--- BEGIN Provided information ---

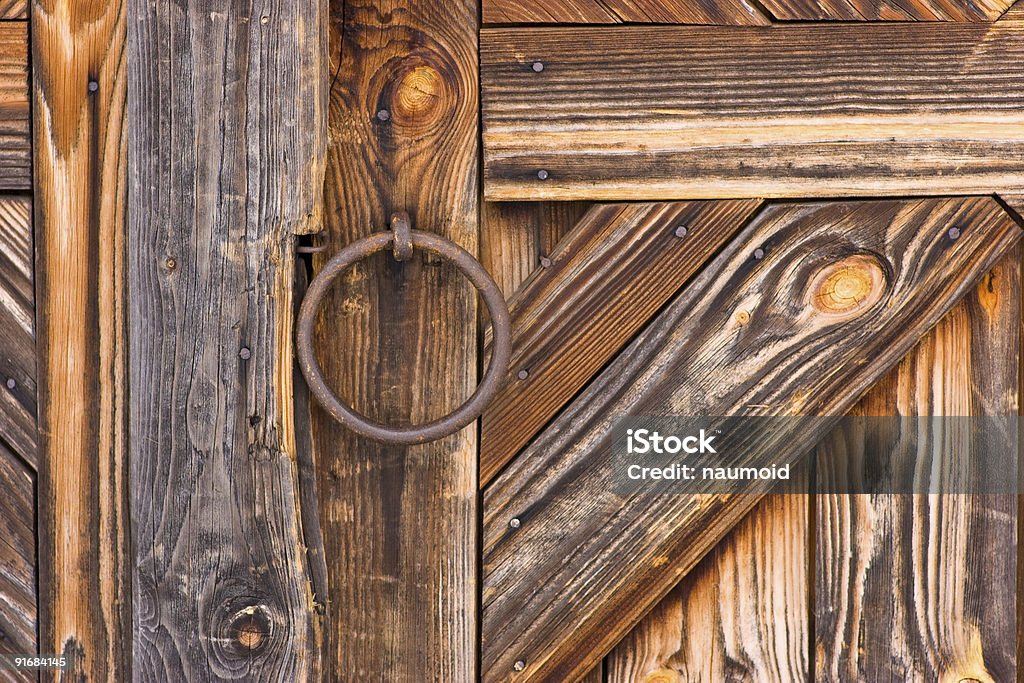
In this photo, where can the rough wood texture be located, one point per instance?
(15, 168)
(694, 112)
(227, 150)
(586, 564)
(605, 280)
(739, 12)
(887, 10)
(84, 571)
(925, 585)
(740, 615)
(17, 346)
(17, 561)
(398, 341)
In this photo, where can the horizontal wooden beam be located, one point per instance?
(584, 563)
(702, 113)
(15, 167)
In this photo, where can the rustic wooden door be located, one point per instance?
(758, 208)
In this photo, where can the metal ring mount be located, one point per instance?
(398, 239)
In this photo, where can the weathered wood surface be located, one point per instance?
(15, 167)
(13, 9)
(741, 614)
(398, 341)
(226, 150)
(925, 585)
(17, 561)
(17, 346)
(84, 569)
(738, 12)
(603, 283)
(586, 564)
(708, 113)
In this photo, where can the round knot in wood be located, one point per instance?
(848, 287)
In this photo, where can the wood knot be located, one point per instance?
(847, 288)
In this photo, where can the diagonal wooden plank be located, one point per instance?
(738, 12)
(741, 614)
(603, 282)
(17, 561)
(15, 169)
(17, 346)
(715, 113)
(935, 574)
(584, 563)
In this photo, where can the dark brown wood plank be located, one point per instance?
(603, 283)
(398, 341)
(738, 12)
(15, 168)
(925, 584)
(585, 564)
(227, 151)
(17, 561)
(17, 346)
(79, 204)
(715, 113)
(741, 614)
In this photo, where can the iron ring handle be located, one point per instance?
(472, 409)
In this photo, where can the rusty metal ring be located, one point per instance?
(416, 433)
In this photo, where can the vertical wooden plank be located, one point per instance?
(226, 152)
(923, 587)
(398, 341)
(741, 614)
(78, 97)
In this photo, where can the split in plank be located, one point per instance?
(711, 113)
(587, 563)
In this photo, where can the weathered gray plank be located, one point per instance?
(17, 345)
(586, 563)
(79, 205)
(925, 585)
(226, 151)
(699, 112)
(399, 342)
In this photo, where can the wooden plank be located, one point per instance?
(17, 561)
(15, 168)
(227, 151)
(400, 523)
(705, 113)
(583, 566)
(17, 346)
(84, 565)
(13, 9)
(605, 281)
(742, 613)
(925, 585)
(738, 12)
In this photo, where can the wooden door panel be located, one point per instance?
(717, 113)
(581, 555)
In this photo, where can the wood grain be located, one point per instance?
(226, 148)
(586, 564)
(705, 113)
(17, 346)
(398, 342)
(17, 561)
(738, 12)
(79, 204)
(15, 168)
(741, 614)
(925, 584)
(605, 281)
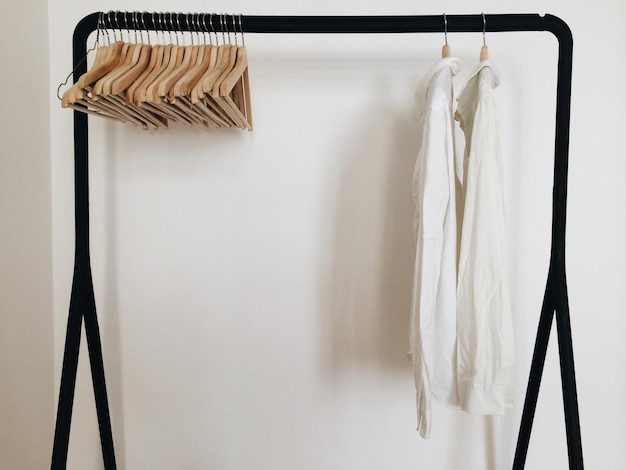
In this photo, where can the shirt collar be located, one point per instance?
(452, 63)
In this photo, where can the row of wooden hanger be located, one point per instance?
(203, 84)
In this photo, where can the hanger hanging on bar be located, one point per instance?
(484, 51)
(445, 50)
(150, 86)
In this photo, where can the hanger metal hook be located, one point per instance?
(484, 28)
(143, 24)
(204, 29)
(243, 38)
(117, 25)
(99, 23)
(217, 42)
(222, 28)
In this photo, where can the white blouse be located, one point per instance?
(433, 309)
(485, 350)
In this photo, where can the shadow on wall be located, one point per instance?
(366, 289)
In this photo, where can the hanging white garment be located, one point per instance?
(433, 309)
(485, 350)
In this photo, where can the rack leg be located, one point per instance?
(534, 381)
(94, 346)
(568, 382)
(82, 304)
(68, 375)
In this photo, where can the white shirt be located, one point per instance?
(433, 309)
(485, 350)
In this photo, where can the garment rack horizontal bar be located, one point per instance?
(155, 21)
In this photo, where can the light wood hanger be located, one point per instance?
(148, 86)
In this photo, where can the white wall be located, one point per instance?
(26, 320)
(253, 288)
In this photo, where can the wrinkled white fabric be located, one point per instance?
(433, 309)
(485, 351)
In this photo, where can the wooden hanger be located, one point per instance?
(202, 84)
(231, 91)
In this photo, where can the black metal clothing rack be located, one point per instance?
(555, 302)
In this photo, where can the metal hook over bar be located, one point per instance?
(484, 28)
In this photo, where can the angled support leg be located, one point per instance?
(82, 303)
(555, 299)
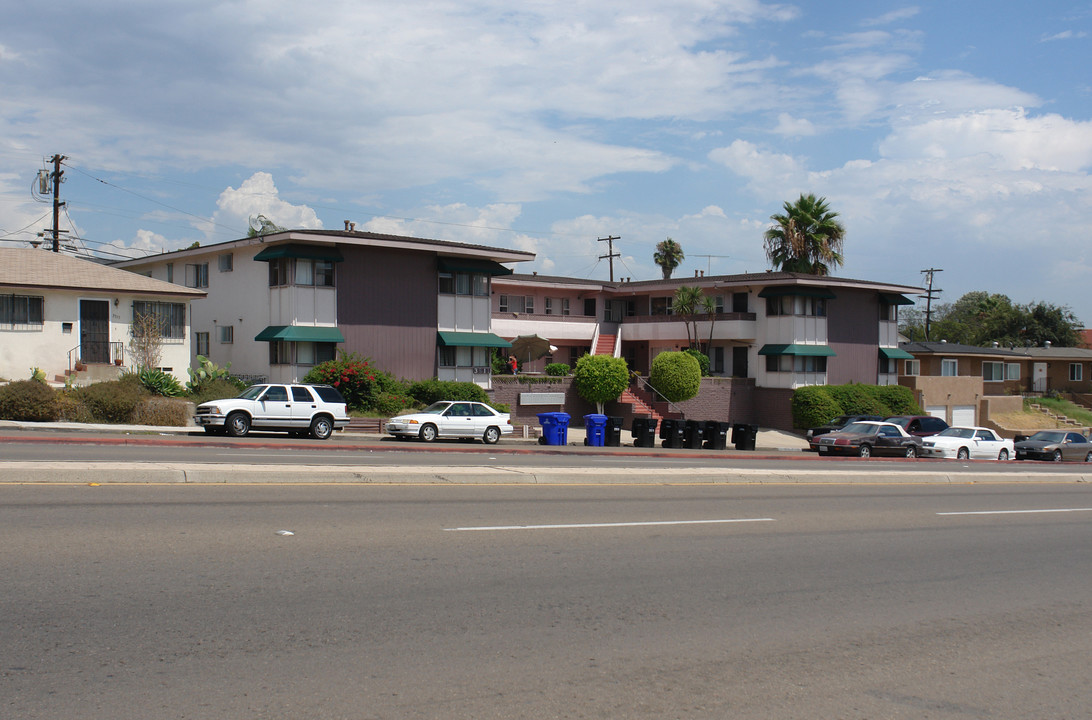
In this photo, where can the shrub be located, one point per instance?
(353, 376)
(169, 412)
(114, 401)
(429, 391)
(601, 378)
(30, 401)
(675, 375)
(159, 382)
(702, 359)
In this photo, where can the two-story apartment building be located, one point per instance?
(279, 304)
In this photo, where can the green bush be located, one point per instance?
(702, 359)
(30, 401)
(675, 375)
(601, 378)
(217, 389)
(163, 412)
(114, 401)
(429, 391)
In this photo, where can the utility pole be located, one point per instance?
(56, 160)
(928, 297)
(610, 254)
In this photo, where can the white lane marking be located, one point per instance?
(1021, 511)
(609, 524)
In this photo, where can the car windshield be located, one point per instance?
(252, 392)
(864, 428)
(957, 432)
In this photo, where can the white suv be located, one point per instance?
(299, 409)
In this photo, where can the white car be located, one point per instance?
(452, 418)
(965, 443)
(297, 409)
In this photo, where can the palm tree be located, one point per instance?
(806, 238)
(668, 256)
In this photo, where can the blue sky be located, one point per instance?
(948, 134)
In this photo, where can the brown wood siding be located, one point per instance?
(853, 333)
(387, 308)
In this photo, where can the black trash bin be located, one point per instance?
(744, 436)
(672, 433)
(644, 432)
(612, 437)
(716, 435)
(692, 434)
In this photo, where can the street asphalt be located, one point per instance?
(493, 470)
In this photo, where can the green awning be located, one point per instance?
(472, 264)
(299, 333)
(796, 291)
(894, 298)
(894, 353)
(472, 340)
(301, 251)
(815, 351)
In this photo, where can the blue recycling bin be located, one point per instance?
(555, 428)
(595, 425)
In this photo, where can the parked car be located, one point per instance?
(1056, 446)
(866, 439)
(839, 423)
(918, 425)
(318, 410)
(966, 443)
(452, 418)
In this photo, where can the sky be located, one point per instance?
(953, 136)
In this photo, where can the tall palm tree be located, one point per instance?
(668, 256)
(807, 237)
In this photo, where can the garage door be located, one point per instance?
(963, 415)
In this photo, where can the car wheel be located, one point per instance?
(237, 424)
(322, 427)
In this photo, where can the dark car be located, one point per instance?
(918, 425)
(838, 424)
(866, 439)
(1056, 446)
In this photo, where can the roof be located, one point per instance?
(953, 349)
(444, 248)
(30, 269)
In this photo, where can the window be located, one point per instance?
(22, 311)
(170, 317)
(197, 275)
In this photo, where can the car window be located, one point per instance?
(275, 393)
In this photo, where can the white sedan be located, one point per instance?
(452, 418)
(966, 443)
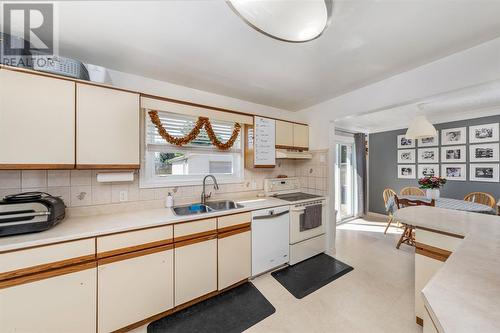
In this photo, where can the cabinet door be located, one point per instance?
(195, 269)
(107, 128)
(134, 289)
(234, 255)
(300, 136)
(64, 303)
(37, 122)
(284, 133)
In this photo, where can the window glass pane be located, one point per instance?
(180, 126)
(178, 164)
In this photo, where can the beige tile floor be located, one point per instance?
(376, 297)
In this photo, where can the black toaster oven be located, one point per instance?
(30, 212)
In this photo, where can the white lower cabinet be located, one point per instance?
(134, 289)
(195, 269)
(234, 256)
(64, 303)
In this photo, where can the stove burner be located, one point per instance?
(296, 196)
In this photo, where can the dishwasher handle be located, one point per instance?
(271, 215)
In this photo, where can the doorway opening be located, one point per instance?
(345, 186)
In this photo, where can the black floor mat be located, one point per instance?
(311, 274)
(233, 311)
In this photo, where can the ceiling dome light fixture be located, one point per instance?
(420, 127)
(285, 20)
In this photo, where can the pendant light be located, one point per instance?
(289, 21)
(420, 127)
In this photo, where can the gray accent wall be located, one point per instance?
(383, 166)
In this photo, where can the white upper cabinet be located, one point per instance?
(107, 128)
(37, 121)
(284, 133)
(300, 136)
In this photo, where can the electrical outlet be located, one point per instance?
(123, 196)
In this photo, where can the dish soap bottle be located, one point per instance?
(169, 201)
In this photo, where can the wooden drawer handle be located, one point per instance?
(195, 240)
(46, 274)
(234, 232)
(134, 254)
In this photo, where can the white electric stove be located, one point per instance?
(307, 217)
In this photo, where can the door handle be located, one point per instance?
(270, 216)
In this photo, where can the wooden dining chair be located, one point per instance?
(482, 198)
(408, 236)
(411, 190)
(387, 194)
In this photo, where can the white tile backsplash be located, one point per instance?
(101, 194)
(81, 195)
(10, 179)
(57, 178)
(33, 178)
(81, 177)
(80, 187)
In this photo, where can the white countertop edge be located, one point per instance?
(479, 231)
(74, 228)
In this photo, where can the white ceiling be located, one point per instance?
(204, 45)
(470, 102)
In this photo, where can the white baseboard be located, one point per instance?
(376, 215)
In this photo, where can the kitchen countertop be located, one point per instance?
(72, 228)
(464, 295)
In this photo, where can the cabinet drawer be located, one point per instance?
(188, 230)
(38, 259)
(235, 221)
(133, 241)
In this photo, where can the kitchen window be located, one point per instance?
(165, 164)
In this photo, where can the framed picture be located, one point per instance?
(406, 156)
(406, 171)
(428, 141)
(484, 153)
(405, 143)
(454, 136)
(454, 171)
(426, 170)
(484, 172)
(483, 133)
(453, 154)
(428, 155)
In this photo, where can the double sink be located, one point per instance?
(207, 207)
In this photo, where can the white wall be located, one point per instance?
(170, 90)
(473, 66)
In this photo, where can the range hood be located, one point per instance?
(293, 154)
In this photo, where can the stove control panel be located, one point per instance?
(281, 185)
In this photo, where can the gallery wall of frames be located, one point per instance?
(466, 152)
(457, 154)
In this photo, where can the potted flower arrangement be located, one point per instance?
(431, 184)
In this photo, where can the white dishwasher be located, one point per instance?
(270, 238)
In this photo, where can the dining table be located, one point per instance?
(447, 203)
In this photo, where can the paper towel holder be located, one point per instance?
(112, 177)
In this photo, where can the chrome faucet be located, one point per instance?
(204, 197)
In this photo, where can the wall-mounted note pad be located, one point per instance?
(264, 142)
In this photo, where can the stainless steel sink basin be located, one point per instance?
(191, 209)
(198, 208)
(223, 205)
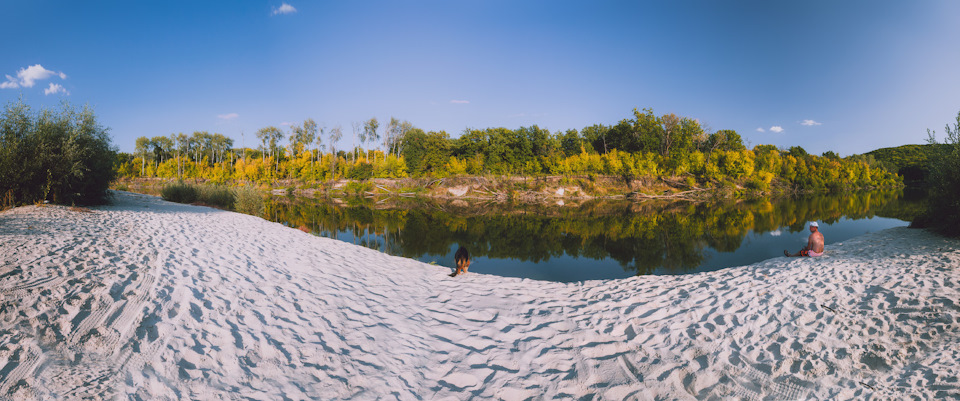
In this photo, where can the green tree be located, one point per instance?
(142, 146)
(63, 156)
(944, 205)
(371, 133)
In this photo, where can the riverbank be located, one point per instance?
(544, 190)
(156, 300)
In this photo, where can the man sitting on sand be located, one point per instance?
(814, 243)
(462, 257)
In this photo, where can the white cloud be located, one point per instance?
(55, 88)
(10, 84)
(284, 9)
(27, 77)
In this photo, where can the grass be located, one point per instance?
(209, 195)
(248, 200)
(180, 192)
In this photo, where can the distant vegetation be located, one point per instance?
(205, 194)
(912, 162)
(643, 147)
(943, 213)
(62, 156)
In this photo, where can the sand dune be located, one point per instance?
(147, 299)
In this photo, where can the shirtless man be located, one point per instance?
(462, 257)
(814, 243)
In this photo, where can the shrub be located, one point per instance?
(248, 200)
(943, 214)
(180, 192)
(62, 156)
(217, 195)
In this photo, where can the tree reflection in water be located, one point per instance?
(641, 237)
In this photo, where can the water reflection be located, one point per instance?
(585, 241)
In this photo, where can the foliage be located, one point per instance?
(180, 192)
(248, 200)
(646, 146)
(63, 156)
(944, 204)
(912, 162)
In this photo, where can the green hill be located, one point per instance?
(909, 161)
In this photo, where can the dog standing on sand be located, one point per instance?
(462, 258)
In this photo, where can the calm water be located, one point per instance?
(597, 240)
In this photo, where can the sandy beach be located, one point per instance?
(146, 299)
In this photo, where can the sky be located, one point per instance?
(848, 76)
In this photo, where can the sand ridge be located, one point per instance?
(146, 299)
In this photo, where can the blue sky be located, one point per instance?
(847, 76)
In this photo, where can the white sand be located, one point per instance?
(152, 300)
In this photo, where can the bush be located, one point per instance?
(62, 156)
(248, 200)
(217, 195)
(943, 214)
(180, 192)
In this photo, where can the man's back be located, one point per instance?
(815, 242)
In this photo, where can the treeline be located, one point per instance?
(912, 162)
(943, 212)
(646, 145)
(62, 156)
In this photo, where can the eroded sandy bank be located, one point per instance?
(152, 300)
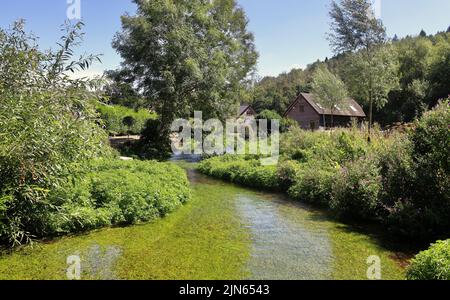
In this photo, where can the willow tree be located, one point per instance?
(185, 55)
(356, 31)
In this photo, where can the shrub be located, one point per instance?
(48, 128)
(118, 193)
(430, 153)
(313, 184)
(238, 170)
(432, 264)
(356, 190)
(287, 173)
(114, 118)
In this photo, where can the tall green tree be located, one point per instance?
(185, 55)
(329, 90)
(371, 80)
(48, 128)
(354, 29)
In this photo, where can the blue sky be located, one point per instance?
(289, 33)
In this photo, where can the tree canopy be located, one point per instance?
(328, 89)
(185, 55)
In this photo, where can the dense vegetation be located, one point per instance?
(50, 135)
(422, 67)
(115, 119)
(432, 264)
(401, 181)
(184, 56)
(117, 193)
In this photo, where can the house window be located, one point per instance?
(302, 108)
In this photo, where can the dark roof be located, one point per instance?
(349, 108)
(243, 109)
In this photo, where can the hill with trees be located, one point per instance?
(422, 69)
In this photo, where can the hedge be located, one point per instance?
(114, 119)
(118, 193)
(432, 264)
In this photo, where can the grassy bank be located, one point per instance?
(399, 180)
(201, 240)
(114, 116)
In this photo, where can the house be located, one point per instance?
(310, 115)
(246, 112)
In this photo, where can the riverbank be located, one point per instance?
(225, 232)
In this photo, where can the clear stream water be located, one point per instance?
(286, 240)
(291, 240)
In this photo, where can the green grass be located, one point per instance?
(209, 238)
(202, 240)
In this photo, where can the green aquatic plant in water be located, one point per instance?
(225, 232)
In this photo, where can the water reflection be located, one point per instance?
(285, 246)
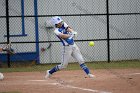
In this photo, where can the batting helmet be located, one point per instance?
(55, 20)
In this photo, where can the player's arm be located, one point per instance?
(63, 36)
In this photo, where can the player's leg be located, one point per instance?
(64, 61)
(78, 56)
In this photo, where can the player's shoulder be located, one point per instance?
(65, 25)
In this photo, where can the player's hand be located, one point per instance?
(75, 34)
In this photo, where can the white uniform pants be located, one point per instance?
(68, 51)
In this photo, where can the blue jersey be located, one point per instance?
(58, 31)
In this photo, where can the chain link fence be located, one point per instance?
(112, 24)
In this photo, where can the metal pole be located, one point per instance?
(108, 38)
(7, 26)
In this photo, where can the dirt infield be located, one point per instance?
(74, 81)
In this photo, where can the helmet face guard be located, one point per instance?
(56, 20)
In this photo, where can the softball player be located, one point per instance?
(66, 36)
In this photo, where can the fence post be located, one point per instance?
(108, 38)
(7, 26)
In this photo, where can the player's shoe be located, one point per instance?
(91, 76)
(47, 75)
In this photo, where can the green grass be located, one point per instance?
(75, 66)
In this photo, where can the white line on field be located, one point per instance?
(69, 86)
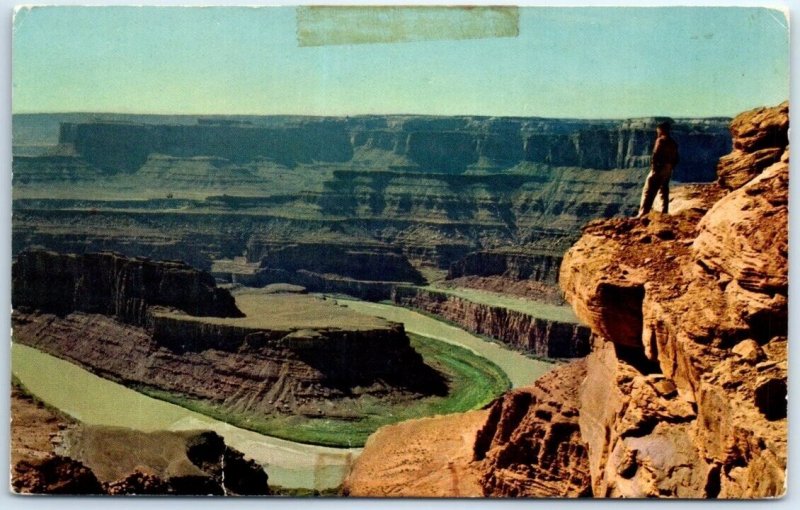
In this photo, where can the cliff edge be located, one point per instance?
(685, 392)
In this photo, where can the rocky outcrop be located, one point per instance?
(447, 145)
(519, 330)
(518, 266)
(327, 283)
(530, 445)
(422, 458)
(432, 189)
(759, 139)
(111, 284)
(226, 473)
(366, 262)
(52, 453)
(55, 475)
(684, 392)
(243, 370)
(690, 318)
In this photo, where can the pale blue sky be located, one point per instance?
(567, 62)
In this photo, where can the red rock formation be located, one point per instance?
(111, 284)
(530, 445)
(684, 393)
(686, 385)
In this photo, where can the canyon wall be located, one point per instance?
(517, 266)
(110, 284)
(128, 320)
(690, 320)
(683, 394)
(530, 443)
(430, 188)
(518, 330)
(448, 145)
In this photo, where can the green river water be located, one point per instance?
(97, 401)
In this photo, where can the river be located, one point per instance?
(97, 401)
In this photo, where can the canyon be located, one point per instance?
(430, 190)
(164, 327)
(516, 229)
(683, 394)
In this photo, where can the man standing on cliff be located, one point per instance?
(665, 157)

--- END Provided information ---

- [Required work]: Begin with the line containing "In this photo, where can the pale" and repeat each line exactly until the records above end.

- [Solved problem]:
In this photo, where can the pale blue sky be located, one point per instance?
(567, 62)
In this photo, where can the red rock formation be located, one point per instance?
(111, 284)
(530, 445)
(684, 393)
(686, 385)
In this photo, where can the canyon wall be located, one point per instance?
(517, 266)
(110, 284)
(128, 320)
(690, 320)
(683, 394)
(530, 443)
(430, 188)
(518, 330)
(448, 145)
In this photo, where can the green river water be located, one point per instance?
(97, 401)
In this photo, where can the river be located, one point per instance?
(97, 401)
In this photo, where can the canyon be located, one point per instance?
(430, 190)
(164, 327)
(516, 229)
(683, 394)
In this photo, where can the man standing on cliff be located, one point per instance?
(665, 157)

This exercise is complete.